## EXCERPT
◆ ◆ ◆
When and where was OPEC founded?

OPEC was founded on the 14th of September 1960 in Baghdad. Its first five members were Iran, Iraq, Kuwait, Saudi Arabia and Venezuela.

What does OPEC stand for and what does it do?

OPEC stands for the Organization of the Petroleum Exporting Countries. It is an intergovernmental cartel that enables co-operation among leading oil-producing countries to collectively influence the global oil market and maximise profit.

How much of the world's oil reserves does OPEC control?

An estimated 79.5 percent of the world's proven oil reserves are located within OPEC nations. The Middle East alone accounts for 67.2 percent of OPEC's total reserves, and OPEC accounted for 38 percent of global oil production in 2022.

Who were the Seven Sisters and why did OPEC form against them?

The Seven Sisters were the multinational oil companies that dominated the world oil market before OPEC, five of them headquartered in the US after the breakup of John D. Rockefeller's Standard Oil monopoly. Oil-exporting countries formed OPEC as a counterweight to this concentration of political and economic power.

What happened during the 1973 OPEC oil embargo?
◆ ◆ ◆
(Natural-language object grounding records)
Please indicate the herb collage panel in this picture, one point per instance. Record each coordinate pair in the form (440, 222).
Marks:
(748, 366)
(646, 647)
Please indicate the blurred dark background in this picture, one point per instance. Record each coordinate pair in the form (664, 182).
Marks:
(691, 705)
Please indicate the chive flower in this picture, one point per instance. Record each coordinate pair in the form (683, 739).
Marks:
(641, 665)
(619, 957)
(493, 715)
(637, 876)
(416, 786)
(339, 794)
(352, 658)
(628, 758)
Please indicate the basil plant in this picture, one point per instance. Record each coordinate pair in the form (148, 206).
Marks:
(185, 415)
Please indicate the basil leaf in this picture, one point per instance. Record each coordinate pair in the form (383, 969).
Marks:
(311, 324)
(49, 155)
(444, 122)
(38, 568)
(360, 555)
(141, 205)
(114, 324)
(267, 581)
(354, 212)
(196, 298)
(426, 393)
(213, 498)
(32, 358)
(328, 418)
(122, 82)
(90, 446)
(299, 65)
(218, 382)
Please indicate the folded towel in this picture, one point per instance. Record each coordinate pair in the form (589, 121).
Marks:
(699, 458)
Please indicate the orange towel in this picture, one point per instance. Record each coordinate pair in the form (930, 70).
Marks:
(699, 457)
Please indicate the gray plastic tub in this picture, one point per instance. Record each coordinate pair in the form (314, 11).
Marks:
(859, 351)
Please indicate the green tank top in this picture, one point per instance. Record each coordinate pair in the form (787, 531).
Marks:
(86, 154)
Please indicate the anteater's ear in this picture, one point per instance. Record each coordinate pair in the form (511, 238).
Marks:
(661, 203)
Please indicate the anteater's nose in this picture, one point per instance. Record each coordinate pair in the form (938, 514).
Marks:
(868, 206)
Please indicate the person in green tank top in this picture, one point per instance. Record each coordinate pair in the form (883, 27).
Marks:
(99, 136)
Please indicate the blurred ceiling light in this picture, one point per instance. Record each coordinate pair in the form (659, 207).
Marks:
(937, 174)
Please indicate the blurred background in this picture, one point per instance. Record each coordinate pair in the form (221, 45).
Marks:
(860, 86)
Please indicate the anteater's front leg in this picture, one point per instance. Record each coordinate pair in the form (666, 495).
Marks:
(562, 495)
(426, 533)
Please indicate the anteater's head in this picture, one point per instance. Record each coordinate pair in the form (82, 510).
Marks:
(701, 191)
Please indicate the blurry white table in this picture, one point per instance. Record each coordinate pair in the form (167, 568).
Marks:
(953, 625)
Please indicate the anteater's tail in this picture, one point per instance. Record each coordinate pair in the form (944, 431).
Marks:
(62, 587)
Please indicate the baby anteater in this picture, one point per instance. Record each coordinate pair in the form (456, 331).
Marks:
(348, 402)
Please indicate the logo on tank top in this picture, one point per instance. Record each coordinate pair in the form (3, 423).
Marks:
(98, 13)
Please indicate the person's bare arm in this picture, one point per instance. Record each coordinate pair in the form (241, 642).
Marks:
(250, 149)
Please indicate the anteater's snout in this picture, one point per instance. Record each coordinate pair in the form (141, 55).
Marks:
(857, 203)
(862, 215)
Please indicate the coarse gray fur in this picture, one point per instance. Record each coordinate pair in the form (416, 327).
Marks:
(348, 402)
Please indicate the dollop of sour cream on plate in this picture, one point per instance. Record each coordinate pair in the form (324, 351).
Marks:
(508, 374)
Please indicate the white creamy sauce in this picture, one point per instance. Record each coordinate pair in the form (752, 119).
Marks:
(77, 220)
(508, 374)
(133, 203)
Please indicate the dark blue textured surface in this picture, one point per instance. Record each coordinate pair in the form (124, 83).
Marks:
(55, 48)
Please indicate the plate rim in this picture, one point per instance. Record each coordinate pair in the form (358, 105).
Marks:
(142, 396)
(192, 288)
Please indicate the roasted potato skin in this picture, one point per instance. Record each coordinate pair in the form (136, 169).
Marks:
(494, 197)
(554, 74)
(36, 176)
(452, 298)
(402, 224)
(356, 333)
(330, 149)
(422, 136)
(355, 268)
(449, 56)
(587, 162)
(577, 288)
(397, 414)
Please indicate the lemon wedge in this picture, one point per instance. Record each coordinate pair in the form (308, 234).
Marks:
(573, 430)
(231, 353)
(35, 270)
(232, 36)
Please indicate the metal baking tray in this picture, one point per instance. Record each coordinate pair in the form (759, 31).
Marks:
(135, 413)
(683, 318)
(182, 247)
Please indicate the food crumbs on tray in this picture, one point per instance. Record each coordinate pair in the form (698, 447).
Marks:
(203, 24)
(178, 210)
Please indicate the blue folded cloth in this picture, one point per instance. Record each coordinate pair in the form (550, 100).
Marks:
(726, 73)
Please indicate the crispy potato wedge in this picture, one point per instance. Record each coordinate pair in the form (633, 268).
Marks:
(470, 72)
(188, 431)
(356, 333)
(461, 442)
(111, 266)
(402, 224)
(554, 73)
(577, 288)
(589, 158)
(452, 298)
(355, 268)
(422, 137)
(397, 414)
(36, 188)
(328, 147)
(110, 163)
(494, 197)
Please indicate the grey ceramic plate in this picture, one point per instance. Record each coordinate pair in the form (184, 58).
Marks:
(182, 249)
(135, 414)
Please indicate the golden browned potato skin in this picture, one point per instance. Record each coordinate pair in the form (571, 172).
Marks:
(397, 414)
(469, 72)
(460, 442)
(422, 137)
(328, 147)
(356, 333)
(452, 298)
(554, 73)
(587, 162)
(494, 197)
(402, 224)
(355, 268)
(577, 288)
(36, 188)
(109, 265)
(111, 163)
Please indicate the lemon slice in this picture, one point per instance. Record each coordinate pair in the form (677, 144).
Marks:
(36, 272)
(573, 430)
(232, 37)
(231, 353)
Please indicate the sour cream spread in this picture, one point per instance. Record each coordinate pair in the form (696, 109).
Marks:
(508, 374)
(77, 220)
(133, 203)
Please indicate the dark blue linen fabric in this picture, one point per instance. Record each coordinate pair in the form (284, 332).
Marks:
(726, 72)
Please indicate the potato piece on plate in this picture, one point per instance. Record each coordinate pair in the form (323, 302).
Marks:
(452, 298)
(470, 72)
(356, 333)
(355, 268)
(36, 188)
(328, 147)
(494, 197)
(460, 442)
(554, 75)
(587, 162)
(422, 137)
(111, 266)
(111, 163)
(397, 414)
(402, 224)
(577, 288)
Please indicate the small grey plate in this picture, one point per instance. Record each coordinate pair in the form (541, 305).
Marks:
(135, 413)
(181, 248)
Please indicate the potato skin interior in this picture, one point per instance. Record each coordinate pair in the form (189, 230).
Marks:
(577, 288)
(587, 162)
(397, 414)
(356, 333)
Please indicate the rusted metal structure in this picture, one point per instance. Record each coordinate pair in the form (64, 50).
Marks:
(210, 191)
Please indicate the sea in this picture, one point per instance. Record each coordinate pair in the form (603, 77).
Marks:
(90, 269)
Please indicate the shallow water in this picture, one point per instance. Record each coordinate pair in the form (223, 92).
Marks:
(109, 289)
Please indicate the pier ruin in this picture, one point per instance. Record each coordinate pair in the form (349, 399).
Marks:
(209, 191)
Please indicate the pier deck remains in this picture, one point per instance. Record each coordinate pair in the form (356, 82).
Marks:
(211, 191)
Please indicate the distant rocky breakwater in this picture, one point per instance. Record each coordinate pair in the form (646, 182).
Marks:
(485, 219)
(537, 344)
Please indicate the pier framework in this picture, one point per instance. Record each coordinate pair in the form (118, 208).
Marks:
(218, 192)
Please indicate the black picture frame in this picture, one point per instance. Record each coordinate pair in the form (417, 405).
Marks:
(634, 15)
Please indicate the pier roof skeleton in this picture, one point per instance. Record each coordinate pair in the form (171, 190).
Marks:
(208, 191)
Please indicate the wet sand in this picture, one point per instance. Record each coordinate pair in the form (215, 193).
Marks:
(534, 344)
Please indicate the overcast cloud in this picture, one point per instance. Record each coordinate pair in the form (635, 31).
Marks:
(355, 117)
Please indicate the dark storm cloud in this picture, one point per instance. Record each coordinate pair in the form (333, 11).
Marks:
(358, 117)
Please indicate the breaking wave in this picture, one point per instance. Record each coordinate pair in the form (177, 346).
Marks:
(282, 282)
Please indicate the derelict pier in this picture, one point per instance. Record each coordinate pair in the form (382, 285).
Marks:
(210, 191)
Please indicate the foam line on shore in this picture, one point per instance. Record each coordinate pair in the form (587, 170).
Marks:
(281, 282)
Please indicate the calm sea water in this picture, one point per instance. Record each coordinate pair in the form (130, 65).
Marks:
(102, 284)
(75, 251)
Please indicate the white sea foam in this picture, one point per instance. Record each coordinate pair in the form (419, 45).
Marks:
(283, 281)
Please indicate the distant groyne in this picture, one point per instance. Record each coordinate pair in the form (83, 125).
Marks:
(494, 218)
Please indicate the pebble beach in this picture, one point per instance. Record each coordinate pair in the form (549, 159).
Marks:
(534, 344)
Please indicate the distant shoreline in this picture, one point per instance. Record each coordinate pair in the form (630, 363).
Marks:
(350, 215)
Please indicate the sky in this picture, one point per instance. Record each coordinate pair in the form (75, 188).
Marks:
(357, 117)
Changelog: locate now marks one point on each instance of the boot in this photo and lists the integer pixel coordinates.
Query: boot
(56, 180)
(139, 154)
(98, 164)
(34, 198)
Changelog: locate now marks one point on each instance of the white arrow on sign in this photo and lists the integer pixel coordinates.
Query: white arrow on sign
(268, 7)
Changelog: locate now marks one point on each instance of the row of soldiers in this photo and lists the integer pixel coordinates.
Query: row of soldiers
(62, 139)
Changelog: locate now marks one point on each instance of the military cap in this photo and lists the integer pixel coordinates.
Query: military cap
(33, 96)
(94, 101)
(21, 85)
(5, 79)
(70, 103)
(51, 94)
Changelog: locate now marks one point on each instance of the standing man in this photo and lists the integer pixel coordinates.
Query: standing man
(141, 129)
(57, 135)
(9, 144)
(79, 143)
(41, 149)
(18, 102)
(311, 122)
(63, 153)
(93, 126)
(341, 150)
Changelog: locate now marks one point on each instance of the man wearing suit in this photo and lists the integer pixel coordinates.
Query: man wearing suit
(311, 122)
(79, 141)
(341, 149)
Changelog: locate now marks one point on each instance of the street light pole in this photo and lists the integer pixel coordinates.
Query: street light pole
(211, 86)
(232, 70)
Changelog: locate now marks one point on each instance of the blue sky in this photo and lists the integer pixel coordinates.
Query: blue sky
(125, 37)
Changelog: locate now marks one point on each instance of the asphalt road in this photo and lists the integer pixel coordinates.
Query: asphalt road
◆ ◆ ◆
## WORK INSTRUCTION 1
What share of global oil production did OPEC account for in 2022, according to the OPEC excerpt?
## WORK INSTRUCTION 2
Carry on the OPEC excerpt from its final line.
The records have nothing to do with the OPEC excerpt.

## EXERCISE RESULT 1
38 percent

## EXERCISE RESULT 2
In October 1973, the Organization of Arab Petroleum Exporting Countries declared production cuts and an oil embargo against the United States and other nations supporting Israel in the Yom Kippur War. Oil prices rose from 3 US dollars a barrel to 12, and industrialised nations imposed rationing measures such as the UK's three-day workweek and Sunday driving bans across seven European nations.

Why does OPEC often fail to control oil prices?

OPEC struggles because it is individually rational for each member to cheat on production commitments while OPEC does not punish non-compliance. Political scientist Jeff Colgan found members cheated on 96 percent of their commitments between 1982 and 2009.

Why did the UAE leave OPEC in 2026?

The UAE, the third-largest producer in OPEC at the time, announced on the 28th of April 2026 that it would leave OPEC and OPEC+, effective the 1st of May 2026. The decision followed the war with Iran, in which the UAE was targeted, and a sense of being constrained by group quotas, with one analyst calling it a declaration of independence.